──────── EXCERPTED TEXT ────────

Two examples may help to explain. The Church of St Mary Magdalene stands on the Newmarket road into Cambridge. Its decorative friezes make it one of the finest examples of 12th-century ecclesiastical architecture in England. This lavish chapel was built in 1169 as the heart of a hospital caring for those with leprosy. It continued in this capacity for more than a century, providing a slim lifeline for those who would otherwise have been dependent on begging.
At the far end of Kindwitwi village in the Rufiji District of Tanzania stands a more modest church, also built to serve a community of leprosy patients. Its mud walls support a corrugated iron roof that in the rainy season bangs like a drum. By the late 1960s the village was so neglected that patients routinely went untreated and unfed. Responsibility for the village was assumed by the Anglican Diocese of Masasi, and a retired missionary, Robin Lamburn, took over the management of healthcare. His work won international recognition. In the 1980s an enterprising British volunteer set up the Rufiji Leprosy Trust to support the village and eradicate leprosy in the district. The dispensary was rebuilt, outreach programmes initiated and pipes laid to bring clean water. With increasingly effective participation by Tanzanian health services, Kindwitwi has become the district centre for exemplary leprosy and tuberculosis care and prevention.
Much more than eight centuries separate these examples. Though it is hard to get inside the mind of the wealthy donors who endowed the leprosy settlement near Cambridge, it is likely that their primary interest was in saving souls — the patients’ and their own — through charitable giving. Their driving concern was life after death. Those involved in Kindwitwi, on the other hand, are focused on improving the lives of villagers before death. Yet the outcomes are surprisingly similar. What took place outside Cambridge was charity. What is taking place in the Rufiji District is development; but in the end, both amount to an affirmation of the value of life through care of the poor and sick.
There is no need for Christian Aid to change its motto. But a mental note might be filed: belief in life after death need not be a distraction from belief in life before death — it can be its motivation.

──────── MATERIAL SUPPLIED ────────

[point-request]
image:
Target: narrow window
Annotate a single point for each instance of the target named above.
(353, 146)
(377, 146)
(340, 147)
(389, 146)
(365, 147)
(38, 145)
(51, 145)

────────

*TASKS AND EXERCISES*.
a - In the passage on the two leprosy churches, rewrite the part starting at "Two examples may" and ending at "dependent on begging.", changing "lavish" to "ornate".
b - Answer these questions from the passage on the two leprosy churches:
(i) In what year was the Church of St Mary Magdalene built?
(ii) What is the roof of the Kindwitwi church made of?
(iii) Which diocese took over responsibility for Kindwitwi village?

*ANSWERS FOR THE TASKS*.
a -
Two examples may help to explain. The Church of St Mary Magdalene stands on the Newmarket road into Cambridge. Its decorative friezes make it one of the finest examples of 12th-century ecclesiastical architecture in England. This ornate chapel was built in 1169 as the heart of a hospital caring for those with leprosy. It continued in this capacity for more than a century, providing a slim lifeline for those who would otherwise have been dependent on begging.

b -
(i) 1169
(ii) Corrugated iron
(iii) The Anglican Diocese of Masasi